What the task requires:
Extract every line of the data below that contains the word "building", copying each one unchanged.

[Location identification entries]
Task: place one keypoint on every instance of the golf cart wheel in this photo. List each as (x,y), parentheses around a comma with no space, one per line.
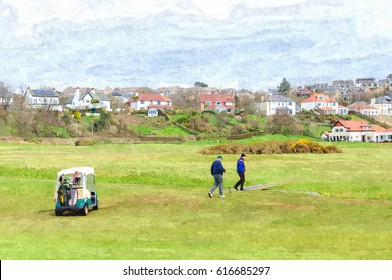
(84,211)
(58,212)
(96,206)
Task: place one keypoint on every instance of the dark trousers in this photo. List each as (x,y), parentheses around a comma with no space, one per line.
(241,181)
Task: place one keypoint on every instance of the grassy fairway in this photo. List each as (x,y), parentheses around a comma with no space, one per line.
(154,205)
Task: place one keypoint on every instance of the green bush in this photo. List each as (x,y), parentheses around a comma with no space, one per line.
(84,142)
(272,147)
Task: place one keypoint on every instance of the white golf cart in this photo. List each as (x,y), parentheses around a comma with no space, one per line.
(75,191)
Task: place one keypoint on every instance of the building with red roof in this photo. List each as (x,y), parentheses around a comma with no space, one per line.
(145,101)
(217,102)
(364,109)
(357,131)
(320,101)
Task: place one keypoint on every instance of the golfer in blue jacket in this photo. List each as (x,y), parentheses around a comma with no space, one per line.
(241,172)
(217,171)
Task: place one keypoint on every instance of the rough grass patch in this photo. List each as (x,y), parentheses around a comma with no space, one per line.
(272,147)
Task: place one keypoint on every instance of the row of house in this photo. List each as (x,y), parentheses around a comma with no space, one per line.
(357,131)
(318,101)
(87,98)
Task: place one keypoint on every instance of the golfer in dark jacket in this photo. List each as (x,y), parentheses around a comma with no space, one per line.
(241,172)
(217,171)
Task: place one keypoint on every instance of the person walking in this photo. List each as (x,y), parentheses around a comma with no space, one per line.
(217,171)
(241,172)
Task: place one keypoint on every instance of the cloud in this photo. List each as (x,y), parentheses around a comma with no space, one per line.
(252,44)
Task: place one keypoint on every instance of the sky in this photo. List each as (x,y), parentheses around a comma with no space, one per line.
(223,43)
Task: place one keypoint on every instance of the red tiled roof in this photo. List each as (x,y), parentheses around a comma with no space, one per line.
(156,106)
(216,98)
(363,107)
(378,128)
(316,97)
(353,125)
(153,97)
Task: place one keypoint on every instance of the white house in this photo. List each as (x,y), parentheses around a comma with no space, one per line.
(43,98)
(357,131)
(343,110)
(364,109)
(83,100)
(276,103)
(6,97)
(146,101)
(320,101)
(383,104)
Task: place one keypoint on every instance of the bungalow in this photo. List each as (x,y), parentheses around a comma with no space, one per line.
(146,101)
(42,98)
(217,102)
(306,91)
(343,84)
(320,101)
(274,104)
(357,131)
(365,82)
(383,104)
(364,109)
(343,110)
(84,100)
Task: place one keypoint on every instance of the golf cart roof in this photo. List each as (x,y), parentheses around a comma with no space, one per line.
(85,170)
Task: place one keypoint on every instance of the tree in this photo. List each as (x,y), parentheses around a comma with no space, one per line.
(200,84)
(284,87)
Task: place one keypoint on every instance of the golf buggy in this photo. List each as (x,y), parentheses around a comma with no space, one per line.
(75,191)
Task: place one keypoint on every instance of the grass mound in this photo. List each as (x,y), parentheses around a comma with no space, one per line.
(272,147)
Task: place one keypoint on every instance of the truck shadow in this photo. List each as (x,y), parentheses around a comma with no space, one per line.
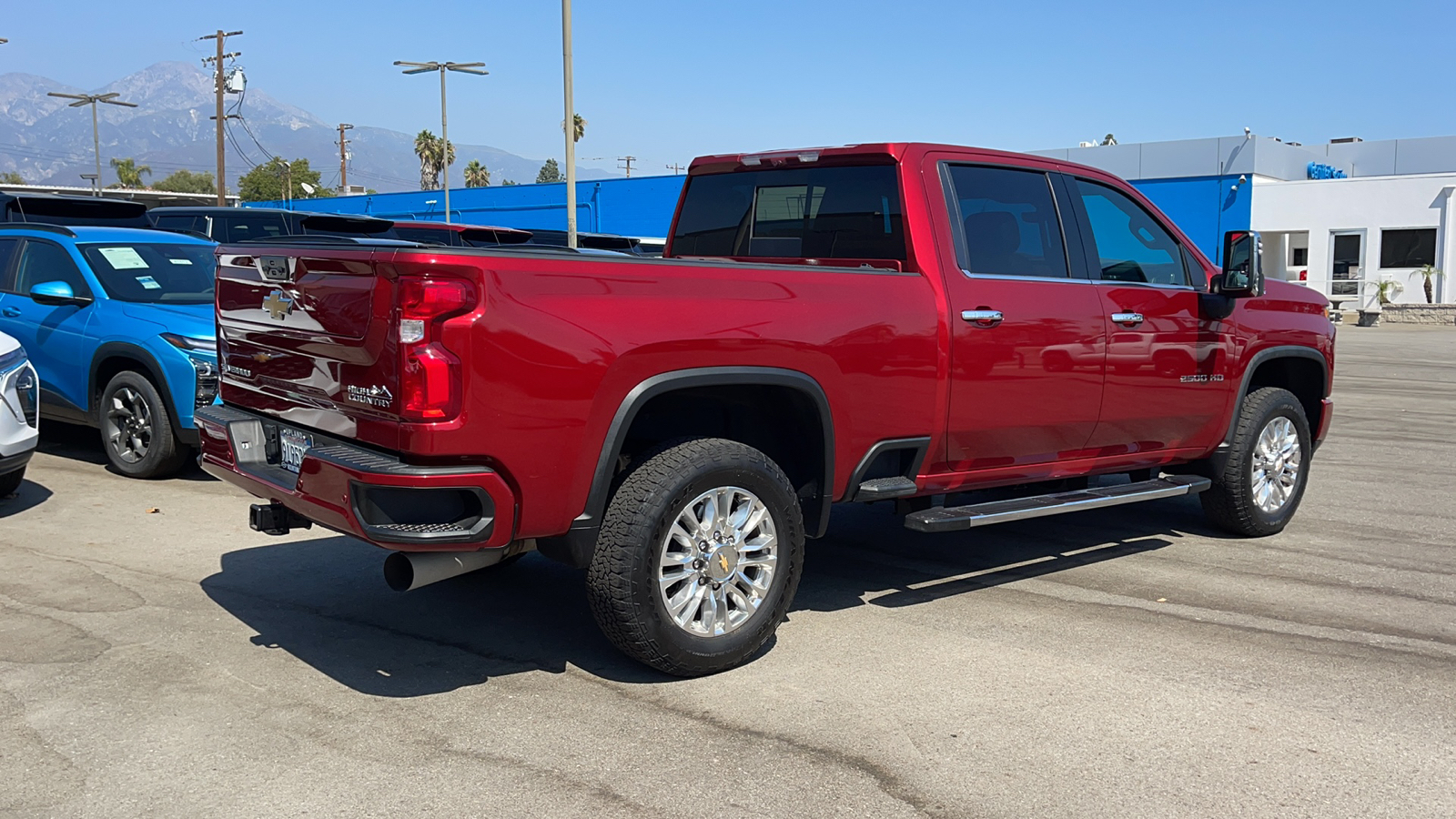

Answer to this exercise:
Task: place one keypoint on every instance of the building with red roof in this photo. List each as (x,y), parentheses around a comma with no space, one per line.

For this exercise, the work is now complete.